ESTRATTO DEL DOCUMENTO
La Storia, l'Ambiente e la Gastronomia
della Sardegna

Un po’ di storia

Su Nuraxi, in sardo ‘il nuraghe’, nei pressi di Barumini,
ai piedi del Parco della Giara.

Si può tentare di datare le prime forme di viticoltura in Sardegna intorno al 2000 a.C.
Solo successivamente, la prima massiccia immigrazione fenicia contribuisce a un più razionale sviluppo della vite, seguito dall’arrivo dei coloni greci intorno al VII secolo a.C., con conseguente inizio dei commerci tra questi due popoli lungo le coste del Mediterraneo. I Cartaginesi, per proteggere i vini della madrepatria, danneggiarono i vigneti e imposero rigorose limitazioni ma poi, per esigenze proprie, ripresero a incentivare la viticoltura. Quel che è certo è che gli antichi storici, a causa del grande isolamento vissuto dall’isola, non sono riusciti a raccogliere molte informazioni sulla vite in Sardegna.

Durante la dominazione romana, gli occupanti manifestano un certo interesse per il vino locale, ma cercano di sfruttare le grandi piane locali per la produzione cerealicola, di cui Roma era sempre bisognosa. La vite continua tuttavia a essere presente e i vini sardi a essere ricercati, anche se prodotti in quantità limitata: nell’editto di Domiziano, che vietava l’installazione di nuovi vigneti, la Sardegna non era menzionata.

ELENCO FORNITO

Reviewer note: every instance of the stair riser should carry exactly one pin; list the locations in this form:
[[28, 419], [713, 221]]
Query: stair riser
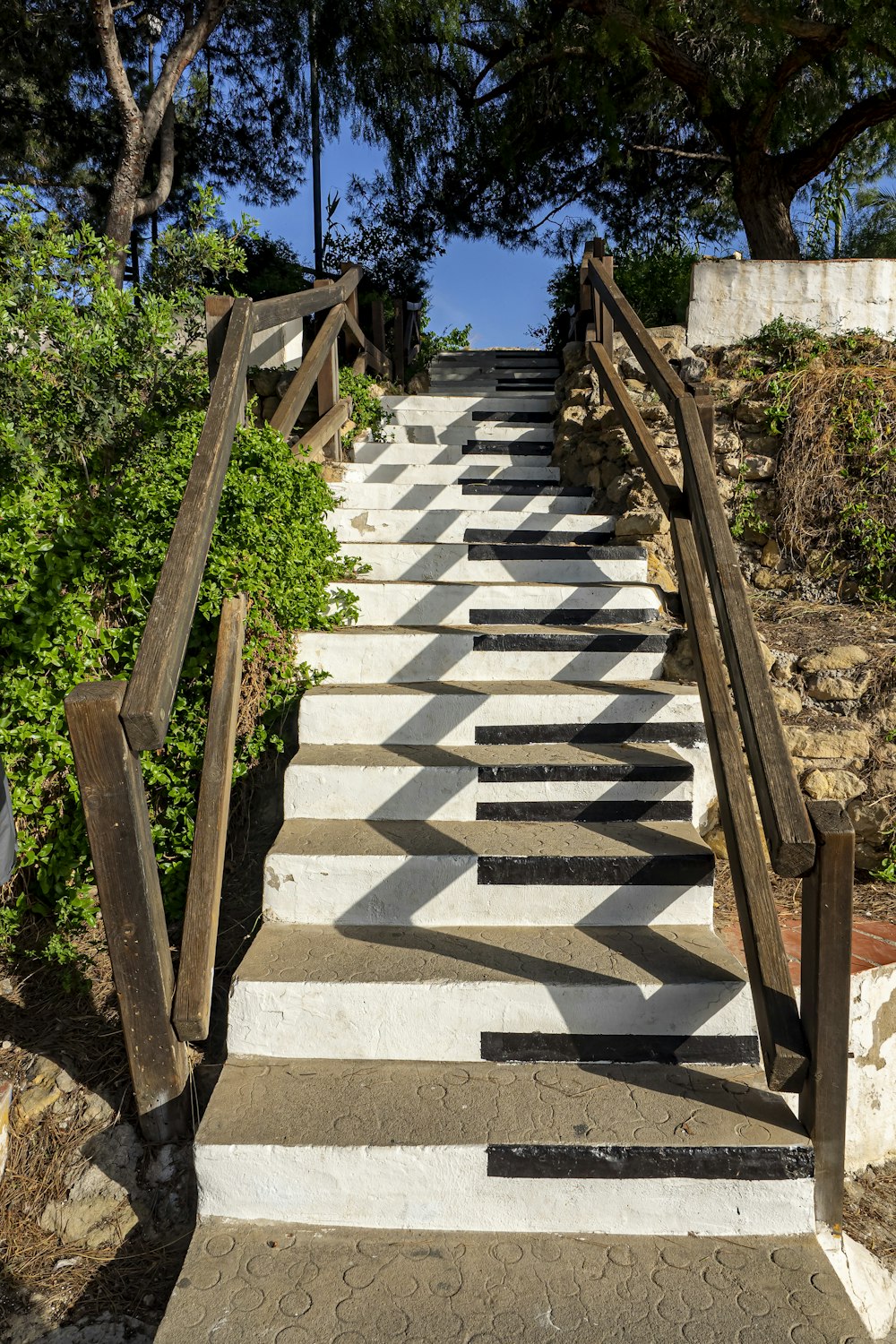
[[362, 659], [435, 435], [446, 454], [450, 473], [438, 1021], [501, 604], [426, 409], [447, 526], [403, 1187], [446, 892], [452, 562], [445, 793], [366, 495]]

COMPITI DA SVOLGERE
A) Riporta fedelmente il passo dell'estratto sulla Sardegna, cominciando dalle parole "Su Nuraxi, in" e fermandoti dopo "al 2000 a.C.".
B) Rispondi in breve a queste domande sull'estratto sulla Sardegna.
(i) Nei pressi di quale località si trova Su Nuraxi?
(ii) Intorno a quale secolo arrivano i coloni greci?
(iii) Per quale produzione i Romani cercano di sfruttare le grandi piane locali?

RISPOSTE IN ORDINE
A)
Su Nuraxi, in sardo ‘il nuraghe’, nei pressi di Barumini,
ai piedi del Parco della Giara.

Si può tentare di datare le prime forme di viticoltura in Sardegna intorno al 2000 a.C.

B)
(i) Barumini.
(ii) Intorno al VII secolo a.C.
(iii) Per la produzione cerealicola.